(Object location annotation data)
-*-
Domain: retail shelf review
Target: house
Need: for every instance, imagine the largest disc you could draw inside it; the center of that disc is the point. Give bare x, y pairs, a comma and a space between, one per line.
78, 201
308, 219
-*-
> Task objective
Repeat the data above word for word, leaving out nothing.

> Exercise solution
Domain: retail shelf review
Target: house
Need: for every instance, imagine the largest disc you could draw inside it; the center of that disc is the point. Give bare x, y pairs, a comma and a space between, one per line.
78, 201
308, 219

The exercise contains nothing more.